_本文_.

- - - -

民芸の趣旨

   序

 民芸とはどう云う意味なのかと私は度々聞かれます。一々言葉で

お答えする代りに、文字に托したのが此小冊子です。

 それに近頃民芸と云う言葉が方々で使われる様になりました。

併し意味を取り違えたものが非常に多いので、もとの趣意を平易に

簡明に記す必要を感じ、ここに筆を執るに至ったのです。



  一  民芸の語義

 民芸とは新しい言葉です。それが為或いは之が民俗芸術の略字と

も解され、時折農民美術とも混同されました。又民衆芸術と云う華

美な言葉にもとられました。併し吾々はもっと質素な意味で、民衆

の民と工芸の芸とを取って、此字句を拵らえたのです。それ故字義

的には民衆的工芸の謂なのです。云わば貴族的な工芸美術と相対す

るものです。一般の民衆が日常使う用器が民芸品なのです。之を約

めて民器とも呼び得るでしょう。何人の生活にも必要な調度、即ち

衣服、家具、食器、文房具等、皆此中に入ります。俗語で下手物と

か粗物とか雑具とか呼ばれる雑器の類は、凡て民芸品に属するわけ

です。

 それ故民芸には二つの性質が数えられます。第一は実用品である

事、第二は普通品である事。裏から云えば、贅沢な高価な僅かより

出来ないものは民芸品とはならないわけです。作者も著名な個人で

はなく、無名の職人達です。見る為より用いる為に作られる日常の

器物、言い換えれば、民衆の生活になくてならぬもの、普段使いの

品、沢山出来る器、買い易い値段のもの。即ち工芸品の中で、民衆

の生活に即したものが広義に於ける民芸品なのです。

 ですが私達は此意味を、もう少し狭義に厳格に解して、民芸品が

当然有つべき特質を規定したいのです。只民衆的な実用品と云って

了えば、現に店頭に並ぶあらゆる安ものも此部類に入るわけです。

ですが私達はそれ等のものの中から、或素質を有ったものを民芸品

と呼びたいのです。即ち用の目的に誠実である事を、その本質に数

えたいのです。近頃機械工場で濫造される製品は、全く商業主義の

犠牲であって、利が眼目である為、用が虐げられているのです。同

じく用器とは云いますが、一時まに合わせの誤魔化し物であって、

用には極めて不忠実な粗悪なものとなっています。之と共にあの風

流をねらった所謂雅物は、趣味の犠牲に堕したもの多く、無用な飾

りや単なる思いつきの為に歪められているのです。ここでも用は二

の次になって、とかく軟弱な病的なものに流れがちです。ですが実

用品であるからには是等の事を深く慎んでいいのです。かかる性質

は凡て生活への奉仕に背くからです。

- - - -

_提供データ_.
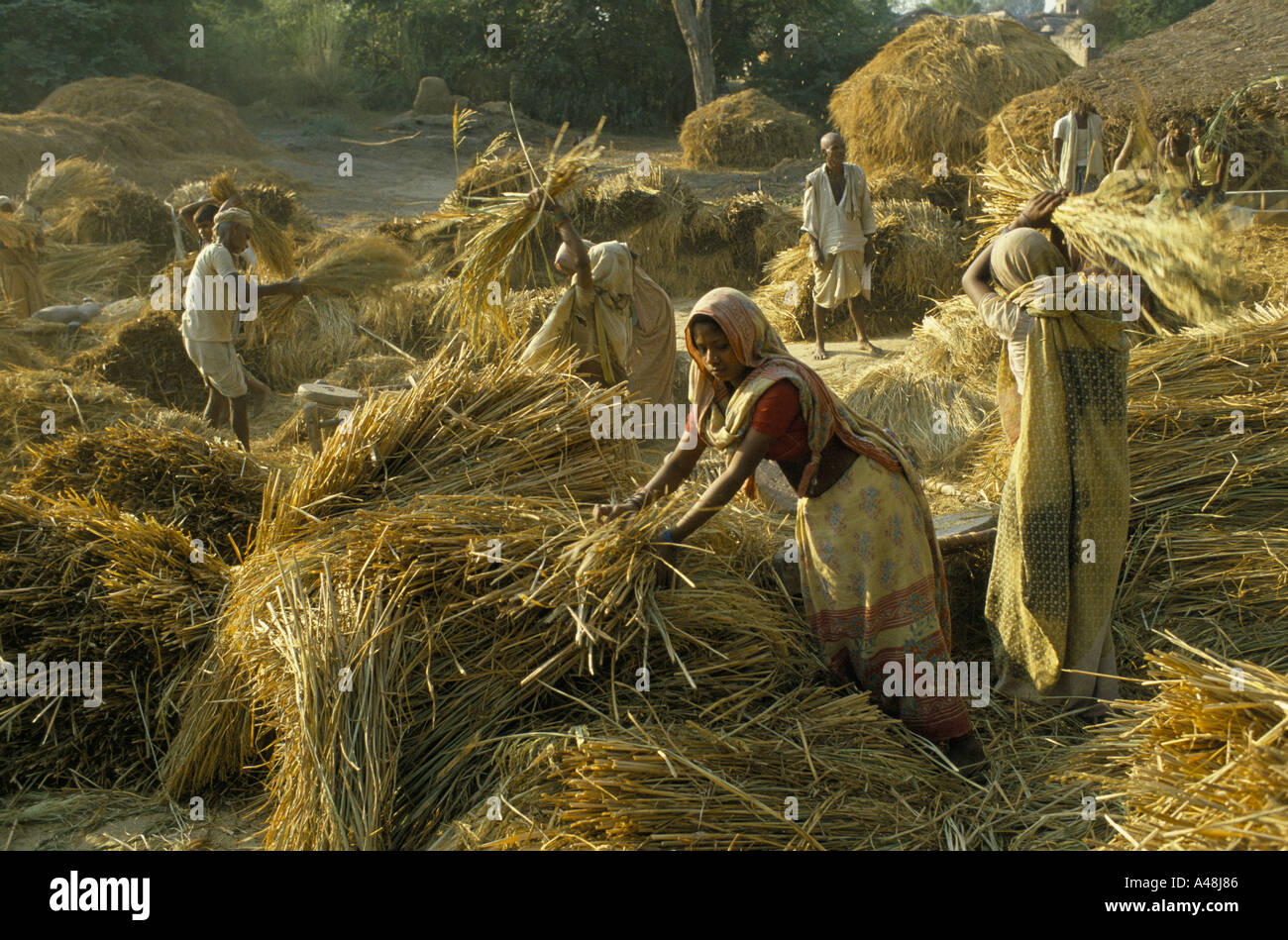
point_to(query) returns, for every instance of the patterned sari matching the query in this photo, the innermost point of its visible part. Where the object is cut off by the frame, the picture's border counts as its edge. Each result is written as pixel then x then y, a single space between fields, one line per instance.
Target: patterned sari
pixel 871 572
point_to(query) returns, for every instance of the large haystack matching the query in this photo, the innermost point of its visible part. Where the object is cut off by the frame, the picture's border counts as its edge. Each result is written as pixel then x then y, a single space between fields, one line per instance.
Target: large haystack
pixel 1202 764
pixel 84 582
pixel 1194 64
pixel 746 130
pixel 934 86
pixel 207 489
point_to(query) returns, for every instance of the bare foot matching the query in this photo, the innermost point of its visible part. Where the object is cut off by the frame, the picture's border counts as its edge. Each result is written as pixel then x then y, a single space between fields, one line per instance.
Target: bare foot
pixel 967 754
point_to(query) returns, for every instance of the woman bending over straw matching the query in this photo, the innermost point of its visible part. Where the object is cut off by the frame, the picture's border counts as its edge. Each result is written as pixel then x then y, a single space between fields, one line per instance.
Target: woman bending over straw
pixel 614 314
pixel 1063 523
pixel 872 577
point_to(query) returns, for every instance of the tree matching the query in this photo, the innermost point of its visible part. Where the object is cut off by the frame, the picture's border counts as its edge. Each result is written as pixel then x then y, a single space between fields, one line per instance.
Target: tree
pixel 696 27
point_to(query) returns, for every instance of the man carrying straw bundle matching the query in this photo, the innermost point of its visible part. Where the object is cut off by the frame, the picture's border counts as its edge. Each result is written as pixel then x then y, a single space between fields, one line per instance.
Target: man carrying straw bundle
pixel 840 224
pixel 614 314
pixel 21 290
pixel 1061 529
pixel 209 314
pixel 1080 149
pixel 871 571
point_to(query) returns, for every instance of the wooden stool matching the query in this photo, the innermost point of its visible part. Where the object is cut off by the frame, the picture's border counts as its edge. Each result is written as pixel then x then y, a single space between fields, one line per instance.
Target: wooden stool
pixel 316 395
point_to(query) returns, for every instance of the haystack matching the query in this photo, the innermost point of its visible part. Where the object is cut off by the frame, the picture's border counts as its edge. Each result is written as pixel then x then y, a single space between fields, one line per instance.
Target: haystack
pixel 1224 47
pixel 918 253
pixel 380 591
pixel 934 86
pixel 121 213
pixel 146 356
pixel 746 130
pixel 674 780
pixel 81 580
pixel 102 271
pixel 1201 765
pixel 953 342
pixel 209 490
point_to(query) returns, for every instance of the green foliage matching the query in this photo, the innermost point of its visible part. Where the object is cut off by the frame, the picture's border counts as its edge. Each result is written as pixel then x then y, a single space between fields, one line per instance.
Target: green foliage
pixel 1122 21
pixel 835 39
pixel 50 43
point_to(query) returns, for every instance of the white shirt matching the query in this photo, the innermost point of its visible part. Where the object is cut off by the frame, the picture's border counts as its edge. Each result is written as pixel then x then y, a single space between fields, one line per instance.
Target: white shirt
pixel 215 274
pixel 842 226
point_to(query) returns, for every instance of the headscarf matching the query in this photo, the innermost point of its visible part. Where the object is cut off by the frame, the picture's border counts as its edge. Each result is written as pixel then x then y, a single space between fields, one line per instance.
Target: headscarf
pixel 724 417
pixel 239 215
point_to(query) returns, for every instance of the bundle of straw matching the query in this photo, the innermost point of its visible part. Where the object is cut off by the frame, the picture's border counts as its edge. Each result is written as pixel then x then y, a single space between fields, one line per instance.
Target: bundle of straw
pixel 502 226
pixel 930 413
pixel 935 85
pixel 73 178
pixel 80 580
pixel 1190 454
pixel 469 424
pixel 679 781
pixel 273 249
pixel 1175 254
pixel 1223 590
pixel 1203 764
pixel 953 342
pixel 207 489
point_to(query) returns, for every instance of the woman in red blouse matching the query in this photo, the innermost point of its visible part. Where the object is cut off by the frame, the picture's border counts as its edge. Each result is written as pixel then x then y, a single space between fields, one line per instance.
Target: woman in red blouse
pixel 871 572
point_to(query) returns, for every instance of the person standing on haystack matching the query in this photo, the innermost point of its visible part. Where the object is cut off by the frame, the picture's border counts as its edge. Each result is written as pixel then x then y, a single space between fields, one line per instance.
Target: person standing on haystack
pixel 21 290
pixel 1080 149
pixel 840 224
pixel 613 314
pixel 207 334
pixel 1061 529
pixel 1206 166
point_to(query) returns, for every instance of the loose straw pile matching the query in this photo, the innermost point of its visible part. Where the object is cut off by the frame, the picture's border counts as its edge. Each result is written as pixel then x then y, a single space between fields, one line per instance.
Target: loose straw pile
pixel 1202 764
pixel 1175 254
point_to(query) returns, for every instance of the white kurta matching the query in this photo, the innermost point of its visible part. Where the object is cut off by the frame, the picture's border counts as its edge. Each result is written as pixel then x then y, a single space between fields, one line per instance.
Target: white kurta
pixel 841 231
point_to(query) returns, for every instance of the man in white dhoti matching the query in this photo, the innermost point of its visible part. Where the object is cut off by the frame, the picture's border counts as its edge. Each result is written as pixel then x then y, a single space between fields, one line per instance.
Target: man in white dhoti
pixel 838 222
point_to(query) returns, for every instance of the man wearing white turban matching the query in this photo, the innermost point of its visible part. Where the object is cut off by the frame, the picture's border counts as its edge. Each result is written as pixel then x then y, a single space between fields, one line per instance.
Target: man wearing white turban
pixel 613 313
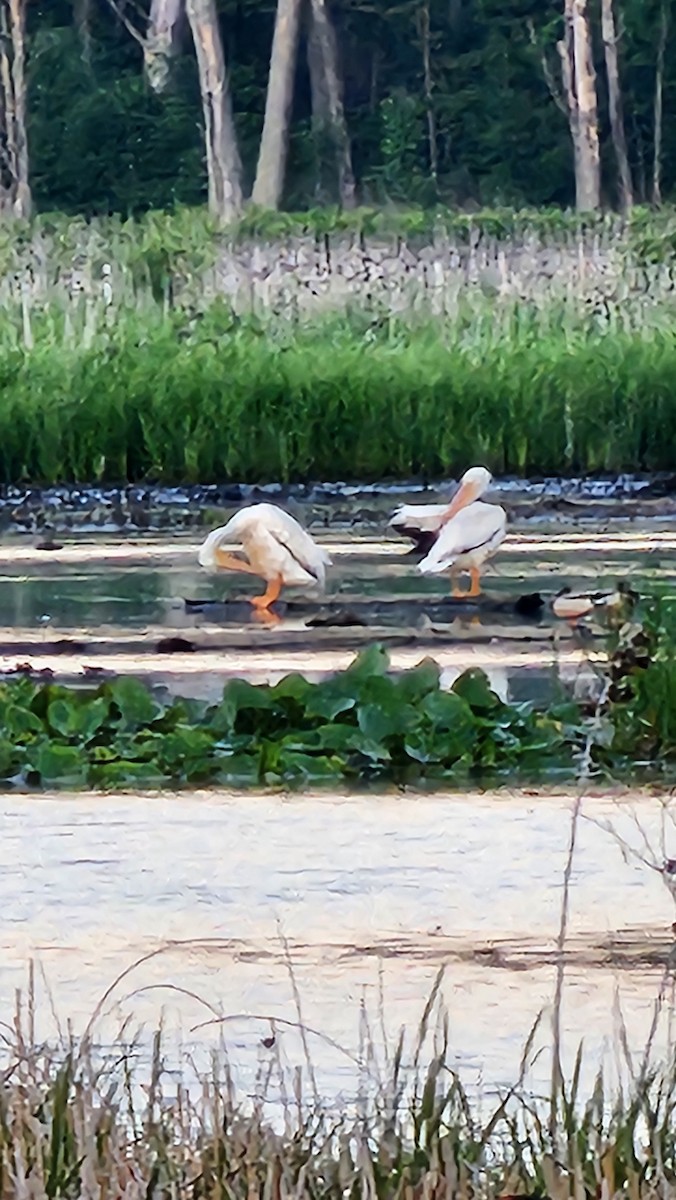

- - - -

_課題内容 1_.
次の(a)〜(c)が本文の内容と合うか、それぞれ「はい」か「いいえ」で答え、決め手となる本文の語句をそのまま引用せよ。(a) 民芸という字句は、民衆の民と工芸の芸とを取って作られた。(b) 民芸品の作者は著名な個人である。(c) 機械工場で濫造される製品は、用に忠実なものとされている。
_課題内容 2_.
本文の「器物、言い換えれば、民衆の生活になくてならぬもの、普段使いの」から「了えば、現に店頭に並ぶあらゆる安ものも此部類に入るわけです。」までを、一字も変えずにすべて抜き出せ。
データは使わなくてよい。

_解答 1_.
(a) はい。「民衆の民と工芸の芸とを取って、此字句を拵らえたのです」
(b) いいえ。「作者も著名な個人ではなく、無名の職人達です」
(c) いいえ。「利が眼目である為、用が虐げられているのです」

_解答 2_.
器物、言い換えれば、民衆の生活になくてならぬもの、普段使いの

品、沢山出来る器、買い易い値段のもの。即ち工芸品の中で、民衆

の生活に即したものが広義に於ける民芸品なのです。

 ですが私達は此意味を、もう少し狭義に厳格に解して、民芸品が

当然有つべき特質を規定したいのです。只民衆的な実用品と云って

了えば、現に店頭に並ぶあらゆる安ものも此部類に入るわけです。